### Action item
Format every line of the entries below as a numbered list, skipping blank lines and leaving out the picture placeholders.
■ ■ ■ ■ ■
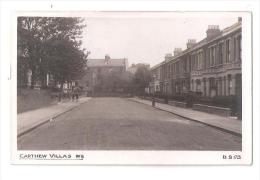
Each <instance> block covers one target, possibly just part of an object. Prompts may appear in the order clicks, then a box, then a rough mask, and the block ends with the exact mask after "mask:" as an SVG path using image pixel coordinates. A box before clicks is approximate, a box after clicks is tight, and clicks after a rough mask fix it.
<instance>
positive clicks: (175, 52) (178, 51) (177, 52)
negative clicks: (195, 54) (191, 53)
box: [173, 48, 182, 56]
mask: <svg viewBox="0 0 260 180" xmlns="http://www.w3.org/2000/svg"><path fill="white" fill-rule="evenodd" d="M181 51H182V50H181V48H175V49H174V51H173V54H174V56H176V55H178V54H180V53H181Z"/></svg>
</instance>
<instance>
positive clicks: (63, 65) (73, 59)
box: [17, 17, 86, 86]
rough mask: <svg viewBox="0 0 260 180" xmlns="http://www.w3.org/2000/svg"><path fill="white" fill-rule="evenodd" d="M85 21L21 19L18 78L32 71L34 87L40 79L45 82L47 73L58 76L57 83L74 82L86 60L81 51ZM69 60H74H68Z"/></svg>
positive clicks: (21, 17) (70, 19) (50, 19)
mask: <svg viewBox="0 0 260 180" xmlns="http://www.w3.org/2000/svg"><path fill="white" fill-rule="evenodd" d="M83 21H84V20H83V19H81V18H67V17H18V19H17V37H18V40H17V46H18V47H17V48H18V57H17V61H18V77H19V76H20V74H25V73H26V72H25V71H26V69H27V68H29V69H30V70H31V71H32V86H33V85H34V84H35V81H37V80H39V81H42V82H43V81H44V79H45V77H46V73H48V72H50V73H53V74H55V76H54V77H55V78H56V81H60V80H61V81H64V80H65V79H66V80H71V79H75V78H76V77H77V76H78V75H79V74H80V73H81V72H82V70H83V68H84V66H83V65H82V61H83V60H85V59H86V54H84V51H83V50H80V45H81V43H82V42H81V40H80V39H81V38H82V36H81V35H82V32H83V31H82V29H83V28H84V27H85V25H83ZM58 46H60V47H58ZM63 51H66V52H63ZM69 57H70V58H73V59H71V60H68V58H69ZM78 61H79V62H78ZM73 63H74V64H73ZM68 67H70V68H68ZM61 68H65V69H64V70H61ZM75 72H77V73H75ZM19 73H20V74H19ZM58 74H59V75H58ZM61 76H62V78H61Z"/></svg>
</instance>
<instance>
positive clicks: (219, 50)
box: [219, 43, 223, 64]
mask: <svg viewBox="0 0 260 180" xmlns="http://www.w3.org/2000/svg"><path fill="white" fill-rule="evenodd" d="M222 63H223V43H220V44H219V64H222Z"/></svg>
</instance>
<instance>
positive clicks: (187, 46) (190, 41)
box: [186, 39, 196, 49]
mask: <svg viewBox="0 0 260 180" xmlns="http://www.w3.org/2000/svg"><path fill="white" fill-rule="evenodd" d="M195 44H196V39H188V42H187V44H186V45H187V49H189V48H191V47H193V46H194V45H195Z"/></svg>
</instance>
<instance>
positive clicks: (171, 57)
mask: <svg viewBox="0 0 260 180" xmlns="http://www.w3.org/2000/svg"><path fill="white" fill-rule="evenodd" d="M171 58H172V54H171V53H168V54H166V55H165V61H169V60H171Z"/></svg>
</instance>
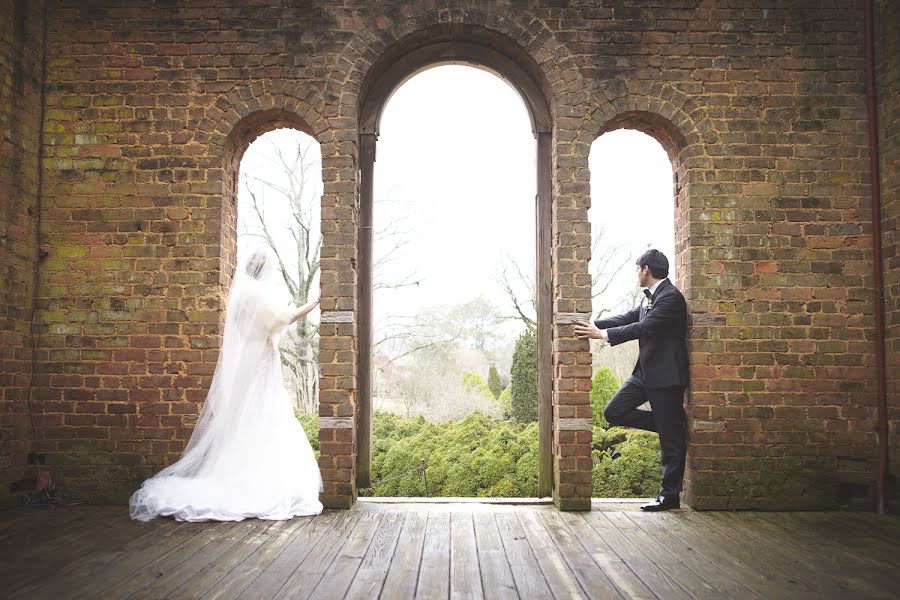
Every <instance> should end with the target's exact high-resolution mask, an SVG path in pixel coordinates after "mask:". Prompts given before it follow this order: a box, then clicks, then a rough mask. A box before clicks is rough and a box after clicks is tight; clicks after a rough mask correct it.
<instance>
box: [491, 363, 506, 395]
mask: <svg viewBox="0 0 900 600" xmlns="http://www.w3.org/2000/svg"><path fill="white" fill-rule="evenodd" d="M488 387H489V388H490V389H491V393H492V394H494V398H499V397H500V392H502V391H503V386H502V385H501V384H500V373H498V372H497V365H491V369H490V371H488Z"/></svg>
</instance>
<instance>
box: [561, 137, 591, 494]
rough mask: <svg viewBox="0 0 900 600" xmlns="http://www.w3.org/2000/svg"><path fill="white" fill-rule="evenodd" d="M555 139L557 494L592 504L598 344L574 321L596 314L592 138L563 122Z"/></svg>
mask: <svg viewBox="0 0 900 600" xmlns="http://www.w3.org/2000/svg"><path fill="white" fill-rule="evenodd" d="M561 121H574V119H561ZM561 125H565V123H561ZM582 137H583V136H582ZM555 142H556V143H555V145H554V153H553V154H554V156H553V164H554V165H556V174H555V175H556V176H555V181H554V194H553V202H554V203H553V217H552V221H553V268H552V270H553V298H554V311H553V312H554V323H553V476H554V490H553V501H554V502H555V503H556V505H557V507H559V509H560V510H590V508H591V471H592V461H591V433H592V431H591V416H592V415H591V404H590V391H591V352H590V345H589V343H588V341H587V340H579V339H577V338H576V337H575V331H574V326H573V324H572V321H573V319H575V318H580V319H589V318H590V314H591V277H590V274H589V271H588V261H589V260H590V255H591V228H590V223H589V221H588V216H587V211H588V208H589V207H590V202H591V197H590V172H589V171H588V154H589V152H590V144H589V143H588V142H586V141H585V140H584V139H581V137H579V135H578V131H577V130H575V129H566V128H564V127H558V129H557V133H556V140H555Z"/></svg>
■ ■ ■ ■ ■
### Completed task
1. Each <instance> block covers one target, possibly just part of an object. Prompts may appear in the order clicks, then a box, then a rough mask, and the block ends with the exact mask after "mask:" as an SVG path using image pixel coordinates. A box before clicks is approximate, a box after clicks is tight, and clicks after a rough mask fix it.
2. <instance>
3. positive clicks: (175, 52) (178, 51) (177, 52)
4. negative clicks: (195, 54) (191, 53)
5. box: [173, 48, 182, 56]
6. mask: <svg viewBox="0 0 260 180" xmlns="http://www.w3.org/2000/svg"><path fill="white" fill-rule="evenodd" d="M181 51H182V50H181V48H175V49H174V51H173V54H174V56H176V55H178V54H180V53H181Z"/></svg>
7. </instance>
8. <instance>
9. positive clicks: (63, 65) (73, 59)
10. box: [17, 17, 86, 86]
11. rough mask: <svg viewBox="0 0 260 180" xmlns="http://www.w3.org/2000/svg"><path fill="white" fill-rule="evenodd" d="M85 21L21 19L18 78L32 71L34 87L40 79L45 82L47 73L58 76L57 83L74 82L86 60L81 51ZM69 60H74H68Z"/></svg>
12. positive clicks: (21, 17) (70, 19) (50, 19)
13. mask: <svg viewBox="0 0 260 180" xmlns="http://www.w3.org/2000/svg"><path fill="white" fill-rule="evenodd" d="M83 21H84V20H83V19H81V18H67V17H18V19H17V37H18V40H17V46H18V47H17V48H18V57H17V61H18V77H19V76H20V74H25V73H26V72H25V71H26V69H27V68H29V69H30V70H31V71H32V86H33V85H34V84H35V81H37V80H39V81H42V82H43V81H44V79H45V77H46V73H48V72H50V73H53V74H55V76H54V77H55V78H56V81H60V80H61V81H64V80H65V79H66V80H71V79H75V78H76V77H77V76H78V75H79V74H80V73H81V72H82V70H83V68H84V66H83V65H82V61H83V60H85V59H86V54H84V51H83V50H80V45H81V43H82V42H81V40H80V39H81V38H82V36H81V35H82V32H83V31H82V29H83V28H84V27H85V25H83ZM58 46H60V47H58ZM63 51H66V52H63ZM69 57H70V58H73V59H71V60H68V58H69ZM78 61H79V62H78ZM73 63H74V64H73ZM68 67H70V68H68ZM61 68H65V69H64V70H61ZM75 72H77V73H75ZM19 73H20V74H19ZM58 74H59V75H58ZM61 76H62V78H61Z"/></svg>
14. </instance>
15. <instance>
16. positive clicks: (219, 50)
17. box: [219, 43, 223, 64]
18. mask: <svg viewBox="0 0 260 180" xmlns="http://www.w3.org/2000/svg"><path fill="white" fill-rule="evenodd" d="M222 63H223V43H220V44H219V64H222Z"/></svg>
19. </instance>
20. <instance>
21. positive clicks: (187, 46) (190, 41)
22. box: [186, 39, 196, 49]
23. mask: <svg viewBox="0 0 260 180" xmlns="http://www.w3.org/2000/svg"><path fill="white" fill-rule="evenodd" d="M195 44H196V39H188V42H187V44H186V45H187V49H189V48H191V47H193V46H194V45H195Z"/></svg>
24. </instance>
25. <instance>
26. positive clicks: (171, 57)
27. mask: <svg viewBox="0 0 260 180" xmlns="http://www.w3.org/2000/svg"><path fill="white" fill-rule="evenodd" d="M171 58H172V54H171V53H168V54H166V55H165V61H169V60H171Z"/></svg>
28. </instance>
29. Every <instance> should end with the target's exact high-resolution mask, an SVG path in pixel coordinates after "mask:". Prompts given before it follow this order: a box, then clicks, then a rough mask. A box before clicks is rough and a box after clicks is tight; clicks after a rough mask correct it.
30. <instance>
31. box: [491, 363, 506, 395]
32. mask: <svg viewBox="0 0 900 600" xmlns="http://www.w3.org/2000/svg"><path fill="white" fill-rule="evenodd" d="M488 387H489V388H490V389H491V393H492V394H494V398H499V397H500V392H502V391H503V386H502V385H501V384H500V373H498V372H497V365H491V369H490V371H488Z"/></svg>
33. </instance>
34. <instance>
35. box: [561, 137, 591, 494]
36. rough mask: <svg viewBox="0 0 900 600" xmlns="http://www.w3.org/2000/svg"><path fill="white" fill-rule="evenodd" d="M555 139L557 494L592 504L598 344L574 321L596 314L592 138L563 122Z"/></svg>
37. mask: <svg viewBox="0 0 900 600" xmlns="http://www.w3.org/2000/svg"><path fill="white" fill-rule="evenodd" d="M561 121H574V119H561ZM561 125H565V123H561ZM582 137H583V136H582ZM555 142H556V143H555V145H554V153H553V154H554V156H553V164H554V165H556V174H555V175H556V176H555V181H554V194H553V202H554V203H553V217H552V221H553V268H552V270H553V298H554V311H553V312H554V323H553V476H554V490H553V501H554V502H555V503H556V505H557V507H559V509H560V510H590V508H591V471H592V461H591V433H592V431H591V416H592V415H591V404H590V391H591V352H590V345H589V343H588V341H587V340H579V339H577V338H576V337H575V331H574V326H573V324H572V321H573V319H575V318H580V319H589V318H590V314H591V277H590V274H589V271H588V261H589V260H590V255H591V228H590V223H589V221H588V216H587V211H588V208H589V207H590V202H591V197H590V172H589V171H588V154H589V152H590V144H589V143H588V142H586V141H585V140H584V139H581V137H579V135H578V131H577V130H575V129H566V128H564V127H558V129H557V133H556V140H555Z"/></svg>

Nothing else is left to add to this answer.